Выбранный текст »
Свести воду и камень в едином танце, смешать из них коктейль не всем удается. Не все, впрочем, такую задачу себе и ставят. Амстердам, Питер: раз-два, и обчелся.
Венецианцы никаких задач изначально не ставили, кроме одной — выжить. Оттого бежали от варваров в лагуны и болота, и лишь потом приноровились жить более морем, чем сушей; более веслом и сетью, чем плугом. А уже потом — денежными операциями, займом, торговлей в основном, не переставая воевать и выполнять функцию главных таможенников Средиземноморья.
Вся эта неказистая спираль раскручивалась столетиями, а не упала с неба в готовом виде. Но со временем пришла награда — навык и благословение. Так они научились строить крепкие дома и огромные храмы, торговать, воевать и контролировать морские пути. Теперь, когда их идейные полет и долготерпеливое мужество мало кто оценит, когда прошлое замылилось в сказку, а о будущем лучше не думать, милости просим в один из самых странных городов мира, в который невозможно не влюбиться без памяти. Даже не влюбиться, а провалиться, словно Алиса — в Зазеркалье.

Извлечённые данные »
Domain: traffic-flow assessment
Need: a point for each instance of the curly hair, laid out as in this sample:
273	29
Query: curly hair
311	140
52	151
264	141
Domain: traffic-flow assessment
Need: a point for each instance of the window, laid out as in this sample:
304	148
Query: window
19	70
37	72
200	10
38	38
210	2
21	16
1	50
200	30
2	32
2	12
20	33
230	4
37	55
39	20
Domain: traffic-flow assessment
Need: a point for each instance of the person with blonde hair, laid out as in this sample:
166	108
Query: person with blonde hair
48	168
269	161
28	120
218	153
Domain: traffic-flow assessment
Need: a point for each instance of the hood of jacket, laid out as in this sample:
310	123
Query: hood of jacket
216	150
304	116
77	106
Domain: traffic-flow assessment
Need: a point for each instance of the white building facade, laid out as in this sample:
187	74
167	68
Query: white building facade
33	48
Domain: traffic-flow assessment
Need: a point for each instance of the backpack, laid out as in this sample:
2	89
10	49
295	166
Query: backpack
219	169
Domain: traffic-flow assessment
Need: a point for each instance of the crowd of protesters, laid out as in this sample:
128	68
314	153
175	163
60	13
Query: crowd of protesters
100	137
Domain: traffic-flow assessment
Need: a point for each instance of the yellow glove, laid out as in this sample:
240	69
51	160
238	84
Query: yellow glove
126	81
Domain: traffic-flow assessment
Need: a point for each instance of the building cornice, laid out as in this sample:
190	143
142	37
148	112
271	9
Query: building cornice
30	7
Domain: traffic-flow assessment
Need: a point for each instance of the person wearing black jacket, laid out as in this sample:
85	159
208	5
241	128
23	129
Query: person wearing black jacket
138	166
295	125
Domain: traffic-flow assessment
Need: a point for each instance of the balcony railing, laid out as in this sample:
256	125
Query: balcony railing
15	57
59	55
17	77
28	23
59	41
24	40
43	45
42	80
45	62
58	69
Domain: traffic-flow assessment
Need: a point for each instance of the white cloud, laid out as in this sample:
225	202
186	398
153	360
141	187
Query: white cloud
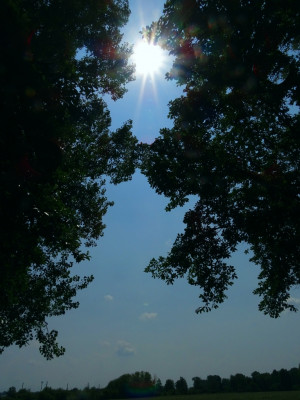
294	300
147	316
124	349
104	343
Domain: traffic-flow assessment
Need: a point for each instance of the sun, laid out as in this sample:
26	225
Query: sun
148	58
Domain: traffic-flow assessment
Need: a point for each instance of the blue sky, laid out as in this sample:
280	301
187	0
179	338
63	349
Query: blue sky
129	322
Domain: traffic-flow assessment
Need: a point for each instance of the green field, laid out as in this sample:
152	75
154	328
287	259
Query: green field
237	396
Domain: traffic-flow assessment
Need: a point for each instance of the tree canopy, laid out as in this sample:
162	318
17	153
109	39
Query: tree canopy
58	59
234	145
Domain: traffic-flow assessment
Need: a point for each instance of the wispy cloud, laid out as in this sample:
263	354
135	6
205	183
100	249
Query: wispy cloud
124	349
148	316
294	300
104	343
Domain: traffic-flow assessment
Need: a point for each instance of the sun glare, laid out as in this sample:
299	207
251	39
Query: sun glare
148	58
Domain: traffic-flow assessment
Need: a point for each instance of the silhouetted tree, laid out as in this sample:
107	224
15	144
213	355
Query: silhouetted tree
169	387
181	386
57	59
213	384
198	385
234	144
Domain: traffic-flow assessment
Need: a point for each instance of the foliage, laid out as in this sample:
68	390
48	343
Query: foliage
139	384
281	384
58	59
181	386
234	144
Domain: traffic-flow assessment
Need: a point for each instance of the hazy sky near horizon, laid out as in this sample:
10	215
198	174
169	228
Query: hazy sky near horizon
128	321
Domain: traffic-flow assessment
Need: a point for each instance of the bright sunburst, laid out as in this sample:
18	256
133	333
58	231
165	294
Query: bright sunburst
148	58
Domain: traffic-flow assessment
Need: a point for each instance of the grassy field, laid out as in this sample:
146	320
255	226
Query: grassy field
237	396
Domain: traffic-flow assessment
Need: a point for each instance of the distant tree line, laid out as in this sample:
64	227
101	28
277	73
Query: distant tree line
142	384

Условия задания » Продолжите текст о Венеции, начав сразу после его последнего предложения. Записи взяты из другого источника.

Ответ к заданию »
Вода безучастна везде, и ее нельзя до конца приручить. В Венеции она весьма грязна (зелена) в каналах, что ни мало не убавляет городу обаяния. Камень же, уложенный в строения, безучастен менее воды. Его сюда свезли и приручили. Он здесь не дик, но верно обработан, уложен на места, превращен в статуи. Вода — свободная природа, камень — стреноженная цивилизация. В джунглях заброшенный камень дворцов быстро обвивают лианы. Здесь же, случись камню потерять подпитку человеческим теплом, мыслью и энергией, вода зальет его, размоет, растворит в себе, затопит. Вечное движение вод с прибавлением грациозной и местами гордой неподвижности камня дают городу обаяние старика. Старик силен в памяти (как вода), но стоит на месте веками (как камень). Это и есть история.
История в Венеции не просто тянулась столетиями, вяло, природно-циклично, повторяя саму себя: это языческое понимание истории отвратительно, Венеция же — христианская донельзя, для тех, у кого глаза его в голове его.
История здесь, — каждый Божий год, из множества которых состоят столетия, — была прожита интенсивно, жарко и энергично. Люди воевали и строили; молились и опять строили; писали книги и реставрировали уже построенное. Здесь мысль борола страсть, и страсть в ответ топтала мысль. Здесь и вера часто побеждала страсть, заставляя вместе с нею и мысль помолчать.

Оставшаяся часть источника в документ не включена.